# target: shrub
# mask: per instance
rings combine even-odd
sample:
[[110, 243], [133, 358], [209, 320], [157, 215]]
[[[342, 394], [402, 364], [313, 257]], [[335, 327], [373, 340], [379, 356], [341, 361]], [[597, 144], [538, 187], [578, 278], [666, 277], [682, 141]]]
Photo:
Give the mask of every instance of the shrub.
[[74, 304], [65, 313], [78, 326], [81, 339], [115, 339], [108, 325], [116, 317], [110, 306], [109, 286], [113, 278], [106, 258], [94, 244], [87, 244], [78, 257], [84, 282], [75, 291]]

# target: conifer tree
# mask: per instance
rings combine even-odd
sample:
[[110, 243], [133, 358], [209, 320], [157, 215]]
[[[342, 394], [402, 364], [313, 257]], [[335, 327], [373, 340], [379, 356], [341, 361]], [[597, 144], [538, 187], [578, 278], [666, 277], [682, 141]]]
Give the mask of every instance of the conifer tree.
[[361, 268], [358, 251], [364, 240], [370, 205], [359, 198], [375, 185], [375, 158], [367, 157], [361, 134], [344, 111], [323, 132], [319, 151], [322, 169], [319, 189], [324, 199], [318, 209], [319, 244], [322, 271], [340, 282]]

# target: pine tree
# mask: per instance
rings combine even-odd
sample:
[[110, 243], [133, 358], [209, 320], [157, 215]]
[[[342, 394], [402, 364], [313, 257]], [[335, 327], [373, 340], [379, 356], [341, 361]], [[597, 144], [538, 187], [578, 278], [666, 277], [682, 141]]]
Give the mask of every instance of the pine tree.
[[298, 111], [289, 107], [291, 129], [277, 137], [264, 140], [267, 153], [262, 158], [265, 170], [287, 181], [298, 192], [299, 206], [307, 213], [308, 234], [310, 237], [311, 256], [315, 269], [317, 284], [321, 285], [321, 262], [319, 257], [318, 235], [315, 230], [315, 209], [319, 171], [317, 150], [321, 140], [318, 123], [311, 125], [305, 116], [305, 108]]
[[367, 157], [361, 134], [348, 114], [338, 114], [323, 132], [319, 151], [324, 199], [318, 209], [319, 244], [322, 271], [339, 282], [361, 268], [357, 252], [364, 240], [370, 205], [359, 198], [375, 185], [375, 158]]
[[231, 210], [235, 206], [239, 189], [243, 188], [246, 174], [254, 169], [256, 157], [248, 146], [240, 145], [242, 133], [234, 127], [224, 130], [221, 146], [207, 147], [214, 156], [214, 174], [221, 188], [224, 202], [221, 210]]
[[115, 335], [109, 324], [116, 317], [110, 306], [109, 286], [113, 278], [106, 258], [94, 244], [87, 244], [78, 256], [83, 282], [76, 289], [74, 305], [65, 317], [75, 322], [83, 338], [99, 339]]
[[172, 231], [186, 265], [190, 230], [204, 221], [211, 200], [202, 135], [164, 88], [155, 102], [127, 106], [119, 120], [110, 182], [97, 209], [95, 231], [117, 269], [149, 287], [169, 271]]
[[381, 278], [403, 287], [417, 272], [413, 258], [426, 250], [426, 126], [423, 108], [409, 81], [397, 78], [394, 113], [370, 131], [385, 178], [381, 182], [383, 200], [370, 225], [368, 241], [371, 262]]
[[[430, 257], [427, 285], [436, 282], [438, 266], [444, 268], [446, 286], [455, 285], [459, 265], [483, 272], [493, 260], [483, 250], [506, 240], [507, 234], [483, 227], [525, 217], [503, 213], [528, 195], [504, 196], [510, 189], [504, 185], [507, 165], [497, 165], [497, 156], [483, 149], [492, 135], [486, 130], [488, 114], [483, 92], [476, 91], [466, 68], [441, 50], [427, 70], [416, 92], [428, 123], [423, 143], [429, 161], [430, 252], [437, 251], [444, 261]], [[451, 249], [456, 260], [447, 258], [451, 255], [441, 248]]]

:::

Copy all of the entries above word for word, leaving nothing out and changing nothing.

# target: shrub
# mask: per instance
rings combine even-odd
sample:
[[110, 243], [133, 358], [209, 320], [157, 215]]
[[[342, 394], [402, 364], [313, 257]], [[335, 327], [373, 340], [379, 356], [341, 361]], [[597, 144], [538, 187], [578, 278], [666, 277], [682, 141]]]
Photo:
Give the mask of every instance of the shrub.
[[74, 304], [65, 313], [78, 326], [81, 339], [115, 339], [108, 325], [116, 317], [110, 306], [109, 286], [113, 278], [106, 258], [94, 244], [87, 244], [78, 257], [84, 282], [75, 291]]

# target: conifer tree
# mask: per instance
rings combine even-odd
sample:
[[110, 243], [133, 358], [209, 320], [157, 215]]
[[[342, 394], [402, 364], [313, 257]], [[335, 327], [373, 340], [379, 356], [341, 361]], [[597, 144], [538, 187], [578, 278], [666, 277], [682, 141]]]
Give the mask of every instance of the conifer tree.
[[361, 268], [358, 251], [364, 240], [370, 205], [359, 198], [375, 185], [375, 158], [367, 157], [361, 134], [344, 111], [323, 132], [319, 151], [322, 169], [319, 189], [324, 199], [318, 209], [319, 244], [322, 271], [340, 282]]

# target: pine tree
# mask: per instance
rings combine even-odd
sample:
[[110, 243], [133, 358], [209, 320], [157, 215]]
[[[342, 394], [402, 364], [313, 257]], [[335, 327], [373, 340], [379, 356], [341, 361]], [[597, 144], [538, 187], [578, 278], [666, 277], [682, 141]]]
Give the mask of every instance of the pine tree.
[[298, 111], [289, 107], [291, 129], [277, 137], [264, 140], [267, 153], [262, 158], [265, 170], [287, 181], [298, 192], [299, 206], [307, 213], [308, 234], [310, 237], [311, 256], [315, 269], [317, 284], [321, 285], [321, 262], [319, 257], [318, 235], [315, 230], [315, 209], [319, 171], [317, 150], [321, 140], [318, 123], [311, 125], [305, 116], [305, 108]]
[[367, 157], [361, 134], [348, 114], [338, 114], [323, 132], [319, 151], [324, 199], [318, 209], [319, 244], [322, 271], [339, 282], [361, 268], [357, 252], [364, 240], [370, 205], [359, 198], [375, 185], [375, 158]]
[[231, 210], [235, 206], [239, 189], [243, 188], [246, 174], [254, 169], [256, 157], [248, 146], [240, 145], [242, 133], [234, 127], [224, 130], [221, 146], [207, 147], [214, 156], [214, 174], [221, 188], [224, 202], [221, 210]]
[[115, 335], [109, 324], [116, 317], [110, 306], [109, 286], [113, 278], [106, 258], [94, 244], [87, 244], [78, 256], [83, 282], [76, 289], [74, 305], [65, 317], [75, 322], [83, 338], [99, 339]]
[[172, 231], [186, 265], [190, 230], [204, 221], [211, 200], [202, 135], [164, 88], [155, 102], [127, 106], [119, 120], [110, 182], [97, 209], [95, 231], [117, 269], [149, 287], [169, 271]]
[[381, 278], [403, 287], [417, 272], [413, 258], [426, 250], [426, 126], [423, 108], [409, 81], [397, 78], [394, 113], [370, 131], [385, 178], [381, 182], [383, 200], [370, 225], [368, 241], [371, 262]]
[[[430, 257], [427, 285], [436, 282], [438, 266], [444, 268], [446, 286], [455, 285], [459, 265], [483, 272], [493, 260], [483, 250], [506, 240], [507, 234], [483, 227], [525, 217], [503, 213], [528, 195], [504, 196], [510, 189], [504, 185], [507, 165], [497, 165], [497, 156], [483, 149], [492, 135], [486, 130], [488, 114], [483, 92], [476, 91], [466, 68], [441, 50], [427, 70], [416, 92], [428, 123], [423, 143], [429, 161], [430, 252], [437, 251], [444, 261]], [[451, 249], [456, 260], [447, 258], [451, 255], [441, 248]]]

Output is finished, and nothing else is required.